[SELECTED EXTRACT]

Capitalized terms used but not defined in this Warrant shall have the meanings assigned to such terms in the Share Purchase Agreement.

2.

Exercise of Warrant

2.1

The Holder is entitled to exercise this Warrant in whole or in part at any time, or from time to time, commencing on the Closing Date and until the Expiration Time. To exercise this Warrant, the Holder shall deliver to the Company (a) an executed Warrant

 


 

 

Exercise Subscription Form substantially in the form annexed to this Warrant by email or fax ("Exercise Notice"), (b) payment of the Exercise Price for the shares to be purchased, and (c) this Warrant. No ink-original Exercise Notice shall be required. Upon such delivery of the foregoing documents and payment, the Company shall:

 

(a)

allot and issue the Warrant Shares to the Holder, and

 

(b)

immediately, in any event within one (1) Business Day, deliver to the Holder:

 

(i)

certified true copy of the updated register of members of Company reflecting the Holder as the legal owner of the Warrant Shares; and

 

(ii)

original share certificates in the name of the Holder representing the Warrant Shares.

[ROWS]

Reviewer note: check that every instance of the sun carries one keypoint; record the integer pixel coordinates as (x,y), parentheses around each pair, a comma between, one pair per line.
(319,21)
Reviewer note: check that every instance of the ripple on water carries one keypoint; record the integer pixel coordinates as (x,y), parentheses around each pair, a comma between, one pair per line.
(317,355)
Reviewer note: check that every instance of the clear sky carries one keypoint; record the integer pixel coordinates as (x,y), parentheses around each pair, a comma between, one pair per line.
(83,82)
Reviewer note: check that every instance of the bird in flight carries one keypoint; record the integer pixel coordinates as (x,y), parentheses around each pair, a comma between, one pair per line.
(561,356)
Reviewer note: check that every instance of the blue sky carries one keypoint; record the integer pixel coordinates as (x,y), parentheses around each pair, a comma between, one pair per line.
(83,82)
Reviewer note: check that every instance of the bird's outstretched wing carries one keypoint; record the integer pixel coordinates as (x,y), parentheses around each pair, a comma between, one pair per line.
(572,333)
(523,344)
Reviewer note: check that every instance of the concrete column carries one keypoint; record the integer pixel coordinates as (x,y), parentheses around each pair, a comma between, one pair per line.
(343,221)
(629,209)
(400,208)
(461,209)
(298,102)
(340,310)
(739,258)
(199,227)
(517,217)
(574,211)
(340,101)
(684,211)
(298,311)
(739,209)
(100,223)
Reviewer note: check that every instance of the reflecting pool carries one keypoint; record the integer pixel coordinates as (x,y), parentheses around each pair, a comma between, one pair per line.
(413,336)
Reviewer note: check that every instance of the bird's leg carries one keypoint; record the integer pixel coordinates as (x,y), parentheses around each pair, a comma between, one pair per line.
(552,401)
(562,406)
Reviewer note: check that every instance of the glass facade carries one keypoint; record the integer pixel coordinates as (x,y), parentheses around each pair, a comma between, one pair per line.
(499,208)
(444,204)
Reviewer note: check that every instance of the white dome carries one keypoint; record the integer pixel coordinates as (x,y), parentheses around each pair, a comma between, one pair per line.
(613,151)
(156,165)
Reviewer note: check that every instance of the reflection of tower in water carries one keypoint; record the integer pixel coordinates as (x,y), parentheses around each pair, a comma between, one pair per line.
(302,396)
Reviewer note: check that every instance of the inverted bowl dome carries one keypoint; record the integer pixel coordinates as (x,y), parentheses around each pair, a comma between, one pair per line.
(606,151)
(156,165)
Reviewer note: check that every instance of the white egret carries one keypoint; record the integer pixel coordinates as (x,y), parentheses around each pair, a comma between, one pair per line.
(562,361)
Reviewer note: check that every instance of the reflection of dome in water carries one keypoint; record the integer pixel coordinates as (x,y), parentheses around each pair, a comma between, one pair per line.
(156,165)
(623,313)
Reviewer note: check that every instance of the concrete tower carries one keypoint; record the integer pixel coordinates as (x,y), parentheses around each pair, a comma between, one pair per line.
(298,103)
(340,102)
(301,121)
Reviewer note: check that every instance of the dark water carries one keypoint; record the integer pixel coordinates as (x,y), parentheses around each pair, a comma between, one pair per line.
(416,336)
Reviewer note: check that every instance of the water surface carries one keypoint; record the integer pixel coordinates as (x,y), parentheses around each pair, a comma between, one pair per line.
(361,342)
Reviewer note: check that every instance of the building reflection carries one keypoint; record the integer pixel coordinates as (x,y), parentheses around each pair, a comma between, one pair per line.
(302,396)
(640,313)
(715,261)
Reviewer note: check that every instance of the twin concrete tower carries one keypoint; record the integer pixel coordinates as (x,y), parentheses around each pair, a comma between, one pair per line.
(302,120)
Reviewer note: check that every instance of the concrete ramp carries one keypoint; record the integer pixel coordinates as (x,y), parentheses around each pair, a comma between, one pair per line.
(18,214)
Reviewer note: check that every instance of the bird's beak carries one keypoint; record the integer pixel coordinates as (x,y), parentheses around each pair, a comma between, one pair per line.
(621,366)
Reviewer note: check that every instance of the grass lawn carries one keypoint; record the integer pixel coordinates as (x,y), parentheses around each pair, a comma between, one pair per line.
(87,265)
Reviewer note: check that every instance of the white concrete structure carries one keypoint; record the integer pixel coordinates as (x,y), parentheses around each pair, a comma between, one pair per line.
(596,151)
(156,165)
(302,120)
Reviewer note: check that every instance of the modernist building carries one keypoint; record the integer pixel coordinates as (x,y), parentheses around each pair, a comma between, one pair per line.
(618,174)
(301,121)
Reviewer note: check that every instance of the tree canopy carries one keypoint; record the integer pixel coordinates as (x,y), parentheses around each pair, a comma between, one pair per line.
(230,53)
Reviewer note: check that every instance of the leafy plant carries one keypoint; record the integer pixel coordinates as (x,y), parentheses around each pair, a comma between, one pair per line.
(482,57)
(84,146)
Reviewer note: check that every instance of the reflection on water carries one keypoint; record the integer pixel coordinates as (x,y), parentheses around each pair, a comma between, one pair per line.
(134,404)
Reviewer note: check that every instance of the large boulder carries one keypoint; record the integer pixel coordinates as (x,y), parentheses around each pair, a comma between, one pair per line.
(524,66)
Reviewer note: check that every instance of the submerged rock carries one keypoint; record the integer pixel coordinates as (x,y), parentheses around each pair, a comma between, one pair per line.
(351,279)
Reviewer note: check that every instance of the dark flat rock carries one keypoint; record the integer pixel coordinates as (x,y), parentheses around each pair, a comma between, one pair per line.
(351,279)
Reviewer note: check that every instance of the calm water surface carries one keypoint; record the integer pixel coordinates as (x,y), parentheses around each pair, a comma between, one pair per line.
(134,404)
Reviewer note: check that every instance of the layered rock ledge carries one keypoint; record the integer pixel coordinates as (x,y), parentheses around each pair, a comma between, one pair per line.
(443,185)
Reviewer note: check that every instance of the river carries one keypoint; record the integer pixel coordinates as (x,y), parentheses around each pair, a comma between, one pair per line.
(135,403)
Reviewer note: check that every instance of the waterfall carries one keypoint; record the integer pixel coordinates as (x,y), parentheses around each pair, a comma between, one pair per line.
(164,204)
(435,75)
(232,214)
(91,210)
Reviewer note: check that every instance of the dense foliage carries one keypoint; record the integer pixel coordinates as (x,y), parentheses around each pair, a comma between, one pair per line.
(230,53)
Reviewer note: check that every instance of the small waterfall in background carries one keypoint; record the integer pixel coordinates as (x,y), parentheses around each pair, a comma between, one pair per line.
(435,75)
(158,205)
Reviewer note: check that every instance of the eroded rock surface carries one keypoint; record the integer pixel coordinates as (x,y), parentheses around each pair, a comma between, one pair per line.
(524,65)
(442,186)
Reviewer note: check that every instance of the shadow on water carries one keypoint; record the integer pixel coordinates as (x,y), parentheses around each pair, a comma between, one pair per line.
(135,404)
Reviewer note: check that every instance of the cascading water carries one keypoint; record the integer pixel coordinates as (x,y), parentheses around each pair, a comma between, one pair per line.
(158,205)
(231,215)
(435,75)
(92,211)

[SET EXERCISE]
Write out the stretch of the warrant excerpt from "immediately, in any" through "the Warrant Shares.". The entries have no connection to the warrant excerpt.

[THE RESPONSE]
immediately, in any event within one (1) Business Day, deliver to the Holder:

 

(i)

certified true copy of the updated register of members of Company reflecting the Holder as the legal owner of the Warrant Shares; and

 

(ii)

original share certificates in the name of the Holder representing the Warrant Shares.